MATERIAL FOR THIS TASK:
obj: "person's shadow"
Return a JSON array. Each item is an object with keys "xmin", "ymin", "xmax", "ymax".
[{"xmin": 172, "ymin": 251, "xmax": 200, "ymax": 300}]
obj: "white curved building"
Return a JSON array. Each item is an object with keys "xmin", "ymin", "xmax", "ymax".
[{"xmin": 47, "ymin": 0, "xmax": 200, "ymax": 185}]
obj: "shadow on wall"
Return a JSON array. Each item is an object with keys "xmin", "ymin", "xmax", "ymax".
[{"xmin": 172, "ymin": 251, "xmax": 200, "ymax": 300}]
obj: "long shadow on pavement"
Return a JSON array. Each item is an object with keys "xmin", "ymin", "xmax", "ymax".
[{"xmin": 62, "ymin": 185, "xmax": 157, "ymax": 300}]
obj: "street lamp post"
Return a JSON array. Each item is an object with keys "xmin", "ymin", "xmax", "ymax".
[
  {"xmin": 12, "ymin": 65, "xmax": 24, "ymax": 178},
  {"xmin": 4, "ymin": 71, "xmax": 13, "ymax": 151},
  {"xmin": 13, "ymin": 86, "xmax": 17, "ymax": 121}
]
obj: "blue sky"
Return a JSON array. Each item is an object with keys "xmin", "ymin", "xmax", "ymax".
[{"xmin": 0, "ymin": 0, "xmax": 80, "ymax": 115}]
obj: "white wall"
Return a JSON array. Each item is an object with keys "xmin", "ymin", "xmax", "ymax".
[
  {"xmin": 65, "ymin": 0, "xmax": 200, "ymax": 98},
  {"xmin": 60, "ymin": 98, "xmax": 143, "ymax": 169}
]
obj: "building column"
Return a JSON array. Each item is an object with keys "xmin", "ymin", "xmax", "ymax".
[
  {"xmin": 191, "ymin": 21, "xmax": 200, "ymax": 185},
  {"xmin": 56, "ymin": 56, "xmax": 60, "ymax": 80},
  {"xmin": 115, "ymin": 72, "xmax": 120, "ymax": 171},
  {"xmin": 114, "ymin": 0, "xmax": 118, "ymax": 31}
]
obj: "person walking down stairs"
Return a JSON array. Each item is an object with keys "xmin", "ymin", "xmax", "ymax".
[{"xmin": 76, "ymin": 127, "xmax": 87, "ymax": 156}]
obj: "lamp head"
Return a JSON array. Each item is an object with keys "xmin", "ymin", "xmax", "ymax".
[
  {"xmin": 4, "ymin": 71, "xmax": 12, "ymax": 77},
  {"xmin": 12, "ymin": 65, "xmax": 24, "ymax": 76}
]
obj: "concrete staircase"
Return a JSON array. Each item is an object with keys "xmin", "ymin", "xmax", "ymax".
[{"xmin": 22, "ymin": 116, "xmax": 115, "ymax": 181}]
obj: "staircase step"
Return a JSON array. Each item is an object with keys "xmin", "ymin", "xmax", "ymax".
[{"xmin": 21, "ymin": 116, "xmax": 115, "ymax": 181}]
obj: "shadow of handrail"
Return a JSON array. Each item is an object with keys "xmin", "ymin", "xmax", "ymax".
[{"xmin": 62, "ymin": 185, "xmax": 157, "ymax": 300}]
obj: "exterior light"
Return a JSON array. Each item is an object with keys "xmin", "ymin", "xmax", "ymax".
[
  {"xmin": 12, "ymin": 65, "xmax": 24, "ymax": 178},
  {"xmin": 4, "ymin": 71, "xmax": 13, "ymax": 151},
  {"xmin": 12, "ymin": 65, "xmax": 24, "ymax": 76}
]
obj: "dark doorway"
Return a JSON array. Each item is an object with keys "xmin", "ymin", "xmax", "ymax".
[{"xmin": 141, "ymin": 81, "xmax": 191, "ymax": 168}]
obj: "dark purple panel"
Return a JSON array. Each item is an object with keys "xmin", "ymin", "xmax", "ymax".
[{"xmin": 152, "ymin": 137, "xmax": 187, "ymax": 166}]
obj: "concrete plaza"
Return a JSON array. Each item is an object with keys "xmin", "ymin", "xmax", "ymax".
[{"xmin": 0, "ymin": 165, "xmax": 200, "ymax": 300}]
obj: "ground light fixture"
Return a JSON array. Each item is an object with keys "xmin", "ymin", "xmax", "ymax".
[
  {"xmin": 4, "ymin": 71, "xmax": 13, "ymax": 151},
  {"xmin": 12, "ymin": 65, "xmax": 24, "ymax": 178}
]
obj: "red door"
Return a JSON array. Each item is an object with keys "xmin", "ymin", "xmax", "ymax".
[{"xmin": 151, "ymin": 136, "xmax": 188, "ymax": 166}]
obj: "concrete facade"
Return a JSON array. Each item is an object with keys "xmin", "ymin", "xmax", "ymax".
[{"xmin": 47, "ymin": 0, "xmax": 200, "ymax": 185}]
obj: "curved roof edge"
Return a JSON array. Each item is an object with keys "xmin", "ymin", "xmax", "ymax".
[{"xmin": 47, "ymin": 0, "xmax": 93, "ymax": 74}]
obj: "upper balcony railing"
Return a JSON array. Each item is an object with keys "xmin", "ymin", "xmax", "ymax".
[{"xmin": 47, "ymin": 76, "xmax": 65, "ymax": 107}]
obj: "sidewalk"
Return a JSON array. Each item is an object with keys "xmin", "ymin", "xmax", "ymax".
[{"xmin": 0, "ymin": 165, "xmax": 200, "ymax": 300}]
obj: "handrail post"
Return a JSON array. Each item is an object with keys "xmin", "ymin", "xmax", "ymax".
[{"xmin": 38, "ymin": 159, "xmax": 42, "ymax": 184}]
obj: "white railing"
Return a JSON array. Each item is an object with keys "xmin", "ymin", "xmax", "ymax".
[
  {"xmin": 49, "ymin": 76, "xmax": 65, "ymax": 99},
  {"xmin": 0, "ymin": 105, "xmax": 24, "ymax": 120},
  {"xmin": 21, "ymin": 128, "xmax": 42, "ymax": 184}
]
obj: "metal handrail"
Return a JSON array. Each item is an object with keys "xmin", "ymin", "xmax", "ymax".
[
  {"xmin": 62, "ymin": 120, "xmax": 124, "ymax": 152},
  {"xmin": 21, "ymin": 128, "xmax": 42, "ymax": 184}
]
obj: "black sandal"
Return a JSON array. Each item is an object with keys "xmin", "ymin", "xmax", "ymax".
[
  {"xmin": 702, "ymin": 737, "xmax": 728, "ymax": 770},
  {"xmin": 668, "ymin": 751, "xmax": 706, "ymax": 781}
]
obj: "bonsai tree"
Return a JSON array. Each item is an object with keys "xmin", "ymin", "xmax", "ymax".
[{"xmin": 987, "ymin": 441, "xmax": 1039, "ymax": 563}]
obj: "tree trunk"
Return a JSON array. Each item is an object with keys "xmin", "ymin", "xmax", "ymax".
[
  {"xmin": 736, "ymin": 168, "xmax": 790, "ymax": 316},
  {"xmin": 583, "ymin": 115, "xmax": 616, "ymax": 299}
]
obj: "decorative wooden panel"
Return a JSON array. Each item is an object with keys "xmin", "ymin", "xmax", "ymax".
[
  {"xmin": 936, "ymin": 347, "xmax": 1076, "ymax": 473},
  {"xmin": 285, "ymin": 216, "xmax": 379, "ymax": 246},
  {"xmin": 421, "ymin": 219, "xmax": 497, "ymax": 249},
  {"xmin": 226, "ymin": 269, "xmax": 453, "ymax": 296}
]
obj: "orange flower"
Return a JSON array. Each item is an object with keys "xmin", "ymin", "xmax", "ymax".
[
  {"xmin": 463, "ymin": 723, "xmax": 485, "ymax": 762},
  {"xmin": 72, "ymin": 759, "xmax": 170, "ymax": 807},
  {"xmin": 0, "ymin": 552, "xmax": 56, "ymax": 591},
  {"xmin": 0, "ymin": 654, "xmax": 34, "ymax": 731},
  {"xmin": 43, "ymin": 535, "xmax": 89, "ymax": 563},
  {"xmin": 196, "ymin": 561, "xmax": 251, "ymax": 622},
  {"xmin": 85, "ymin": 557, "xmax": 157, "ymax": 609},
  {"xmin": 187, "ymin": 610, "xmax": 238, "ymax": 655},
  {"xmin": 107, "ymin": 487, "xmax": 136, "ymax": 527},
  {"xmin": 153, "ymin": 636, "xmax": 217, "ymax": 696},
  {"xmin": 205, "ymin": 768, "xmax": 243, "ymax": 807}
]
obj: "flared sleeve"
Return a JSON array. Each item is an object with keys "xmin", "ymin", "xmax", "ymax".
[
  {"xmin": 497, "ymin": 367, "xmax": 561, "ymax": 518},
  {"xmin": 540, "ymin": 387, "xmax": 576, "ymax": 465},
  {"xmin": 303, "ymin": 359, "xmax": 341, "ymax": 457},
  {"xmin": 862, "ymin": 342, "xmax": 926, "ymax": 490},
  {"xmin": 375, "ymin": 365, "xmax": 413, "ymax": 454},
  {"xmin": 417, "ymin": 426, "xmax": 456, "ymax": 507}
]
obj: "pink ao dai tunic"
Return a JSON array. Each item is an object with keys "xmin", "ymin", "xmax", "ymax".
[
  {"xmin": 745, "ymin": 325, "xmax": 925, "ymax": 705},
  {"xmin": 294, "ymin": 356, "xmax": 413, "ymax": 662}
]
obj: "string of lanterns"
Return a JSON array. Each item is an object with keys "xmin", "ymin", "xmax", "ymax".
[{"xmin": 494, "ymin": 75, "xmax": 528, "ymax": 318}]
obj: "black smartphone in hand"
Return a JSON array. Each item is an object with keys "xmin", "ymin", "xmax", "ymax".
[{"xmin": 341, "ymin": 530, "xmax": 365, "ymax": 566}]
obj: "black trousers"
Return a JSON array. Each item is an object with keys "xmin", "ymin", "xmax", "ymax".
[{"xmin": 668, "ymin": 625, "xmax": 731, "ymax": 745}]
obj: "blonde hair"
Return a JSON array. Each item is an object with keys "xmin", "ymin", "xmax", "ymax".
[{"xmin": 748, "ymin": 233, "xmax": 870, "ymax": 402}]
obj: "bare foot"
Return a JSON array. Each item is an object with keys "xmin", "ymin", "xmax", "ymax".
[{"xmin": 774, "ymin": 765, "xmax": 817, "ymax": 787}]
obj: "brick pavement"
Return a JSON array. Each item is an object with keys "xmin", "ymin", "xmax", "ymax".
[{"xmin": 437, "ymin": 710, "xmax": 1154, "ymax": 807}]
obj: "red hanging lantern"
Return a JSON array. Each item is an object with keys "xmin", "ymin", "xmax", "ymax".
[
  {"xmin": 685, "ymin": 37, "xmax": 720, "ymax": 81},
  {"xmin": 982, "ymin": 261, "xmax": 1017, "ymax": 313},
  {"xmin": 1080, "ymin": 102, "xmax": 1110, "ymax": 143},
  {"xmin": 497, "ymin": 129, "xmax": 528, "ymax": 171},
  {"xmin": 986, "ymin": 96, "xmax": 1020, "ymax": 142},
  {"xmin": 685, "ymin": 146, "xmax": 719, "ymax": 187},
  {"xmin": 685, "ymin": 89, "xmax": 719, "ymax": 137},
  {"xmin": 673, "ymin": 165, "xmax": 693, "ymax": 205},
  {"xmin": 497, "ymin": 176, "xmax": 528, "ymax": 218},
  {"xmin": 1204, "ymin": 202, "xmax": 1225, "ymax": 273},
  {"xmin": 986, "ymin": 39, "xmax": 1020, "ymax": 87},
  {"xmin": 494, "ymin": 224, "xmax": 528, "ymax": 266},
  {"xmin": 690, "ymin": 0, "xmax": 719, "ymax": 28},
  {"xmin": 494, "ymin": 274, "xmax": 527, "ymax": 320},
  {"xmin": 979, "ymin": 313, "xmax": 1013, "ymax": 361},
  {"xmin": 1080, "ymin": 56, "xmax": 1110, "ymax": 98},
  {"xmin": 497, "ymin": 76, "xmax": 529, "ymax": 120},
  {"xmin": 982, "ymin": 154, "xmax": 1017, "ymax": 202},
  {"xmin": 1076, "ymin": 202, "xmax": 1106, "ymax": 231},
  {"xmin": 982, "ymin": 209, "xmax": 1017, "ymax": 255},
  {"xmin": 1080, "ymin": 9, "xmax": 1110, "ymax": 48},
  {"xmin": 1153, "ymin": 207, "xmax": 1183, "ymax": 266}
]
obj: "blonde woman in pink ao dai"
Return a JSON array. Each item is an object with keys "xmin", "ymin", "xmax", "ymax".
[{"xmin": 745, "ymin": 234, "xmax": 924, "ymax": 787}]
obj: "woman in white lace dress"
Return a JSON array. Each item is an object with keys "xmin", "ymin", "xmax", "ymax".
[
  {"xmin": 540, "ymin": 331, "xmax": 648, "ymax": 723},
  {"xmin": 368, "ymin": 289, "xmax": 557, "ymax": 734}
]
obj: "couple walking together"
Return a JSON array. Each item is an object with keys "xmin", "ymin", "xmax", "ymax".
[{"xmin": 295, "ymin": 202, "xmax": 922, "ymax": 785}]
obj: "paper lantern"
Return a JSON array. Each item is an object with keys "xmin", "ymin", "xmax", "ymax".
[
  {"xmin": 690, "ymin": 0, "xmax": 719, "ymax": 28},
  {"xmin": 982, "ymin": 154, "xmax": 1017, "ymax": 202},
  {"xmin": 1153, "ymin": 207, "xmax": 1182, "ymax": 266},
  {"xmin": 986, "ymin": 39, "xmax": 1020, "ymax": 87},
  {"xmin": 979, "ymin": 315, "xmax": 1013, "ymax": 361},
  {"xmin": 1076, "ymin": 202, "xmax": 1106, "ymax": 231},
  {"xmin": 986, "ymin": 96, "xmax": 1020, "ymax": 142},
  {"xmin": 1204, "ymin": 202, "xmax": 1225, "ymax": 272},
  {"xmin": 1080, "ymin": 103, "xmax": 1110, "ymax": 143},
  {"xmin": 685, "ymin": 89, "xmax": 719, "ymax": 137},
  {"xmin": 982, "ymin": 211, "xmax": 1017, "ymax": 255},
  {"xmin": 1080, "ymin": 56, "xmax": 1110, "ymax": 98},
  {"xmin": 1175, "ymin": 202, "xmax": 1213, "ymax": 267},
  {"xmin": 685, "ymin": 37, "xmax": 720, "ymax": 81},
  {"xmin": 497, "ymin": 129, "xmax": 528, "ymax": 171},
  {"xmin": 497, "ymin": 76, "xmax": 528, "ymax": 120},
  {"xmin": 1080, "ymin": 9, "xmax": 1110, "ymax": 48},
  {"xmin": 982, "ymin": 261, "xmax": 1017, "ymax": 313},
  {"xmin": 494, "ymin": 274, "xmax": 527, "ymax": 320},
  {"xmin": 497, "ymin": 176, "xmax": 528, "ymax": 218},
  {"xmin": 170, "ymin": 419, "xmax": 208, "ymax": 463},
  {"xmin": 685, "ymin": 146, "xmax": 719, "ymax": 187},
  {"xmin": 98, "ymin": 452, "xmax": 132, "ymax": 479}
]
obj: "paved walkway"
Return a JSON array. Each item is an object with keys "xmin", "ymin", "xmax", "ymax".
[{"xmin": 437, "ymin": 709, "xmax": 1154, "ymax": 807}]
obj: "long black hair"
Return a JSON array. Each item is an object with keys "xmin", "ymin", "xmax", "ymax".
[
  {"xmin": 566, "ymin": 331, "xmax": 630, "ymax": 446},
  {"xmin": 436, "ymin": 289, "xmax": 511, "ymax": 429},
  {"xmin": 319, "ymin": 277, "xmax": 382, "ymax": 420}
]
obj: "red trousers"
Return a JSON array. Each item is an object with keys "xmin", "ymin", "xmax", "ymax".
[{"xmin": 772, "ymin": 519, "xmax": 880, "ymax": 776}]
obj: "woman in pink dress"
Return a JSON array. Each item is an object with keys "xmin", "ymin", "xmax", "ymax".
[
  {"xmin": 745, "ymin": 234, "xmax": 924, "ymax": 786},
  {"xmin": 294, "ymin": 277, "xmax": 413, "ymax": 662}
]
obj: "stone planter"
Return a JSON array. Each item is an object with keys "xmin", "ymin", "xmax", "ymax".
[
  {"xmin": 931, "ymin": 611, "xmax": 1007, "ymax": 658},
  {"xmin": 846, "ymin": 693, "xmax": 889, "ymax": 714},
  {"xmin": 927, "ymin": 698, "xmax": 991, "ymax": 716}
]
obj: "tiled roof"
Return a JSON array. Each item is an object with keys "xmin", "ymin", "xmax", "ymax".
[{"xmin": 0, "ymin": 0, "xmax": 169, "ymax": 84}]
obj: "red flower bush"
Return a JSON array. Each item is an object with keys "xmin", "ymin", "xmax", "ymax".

YOUR INSTRUCTIONS: Pull out every row above that contains the string "panel", matching case exactly, and list those rows as they appear.

EXERCISE RESPONSE:
obj: "dark purple panel"
obj: "decorative wooden panel"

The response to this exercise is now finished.